▶ **Attività da svolgere**:
**A)** Trascriva il passo del brano sul lessico dell'immigrazione che va da "Oltre ai già" fino a "nel settembre scorso.", sostituendo "clandestino" con "irregolare".
**B)** Scriva il seguito del brano sul lessico dell'immigrazione, riprendendo dopo l'ultima frase riportata.

Oltre ai già trattati migrante e respingimento, c'è un'altra parola ad alto rischio di manomissione (come direbbe Gianrico Carofiglio), o forse già compromessa dall'abuso di cui è continuamente oggetto: clandestino, trattato recentemente anche da Federico Faloppa nel suo Razzisti a parole (per tacer dei fatti), uscito per Laterza nel settembre scorso.
Sembra un dato incontestabile: ormai in ogni discorso, articolo, intervento che tratti di immigrazione non può mancare il riferimento ai clandestini e alla clandestinità. Non si tratta certo di parole nuove per l'italiano: l'aggettivo clandestino, formatosi sulla base dell'avverbio latino clam 'di nascosto' ed entrato attraverso il francese clandestin, è presente dal XVI secolo con il significato molto generale di 'fatto di nascosto, contro il divieto delle autorità'; dal Novecento è stato usato anche con funzione di sostantivo (Cesare Pavese indicò con il sostantivo clandestini coloro che lottavano segretamente contro il fascismo durante la II Guerra Mondiale), e il suo derivato clandestinità ha la prima attestazione, secondo i dizionari, nel 1832 (Silvio Pellico, Le mie prigioni). I significati primari di 'cosa, azione fatta di nascosto' e di 'identità tenuta segreta' sono trasparenti in espressioni quali "matrimonio clandestino", "organizzazione clandestina", "giornale clandestino", "bisca clandestina" e simili, in cui si mette in rilievo la segretezza di qualcosa esistente o compiuto nonostante una prescrizione di legge contraria.

▶ **Contenuto del dataset**:
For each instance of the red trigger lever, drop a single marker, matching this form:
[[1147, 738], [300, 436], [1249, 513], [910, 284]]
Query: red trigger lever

▶ **Risultati**:
**A)**
Oltre ai già trattati migrante e respingimento, c'è un'altra parola ad alto rischio di manomissione (come direbbe Gianrico Carofiglio), o forse già compromessa dall'abuso di cui è continuamente oggetto: irregolare, trattato recentemente anche da Federico Faloppa nel suo Razzisti a parole (per tacer dei fatti), uscito per Laterza nel settembre scorso.

**B)**
Da qualche decennio clandestino compare con larga frequenza in contesti che riguardano l'immigrazione, ma progressivamente, anche grazie a un'azione congiunta di norme scritte senza troppa attenzione alla corrispondenza tra forma e contenuti (sarà effetto dell'emergenza clandestini?) e di un'informazione approssimativa e "d'effetto", il tratto semantico primario di 'segreto, nascosto' sembra scivolare sempre più verso quello di 'fuorilegge, criminale'.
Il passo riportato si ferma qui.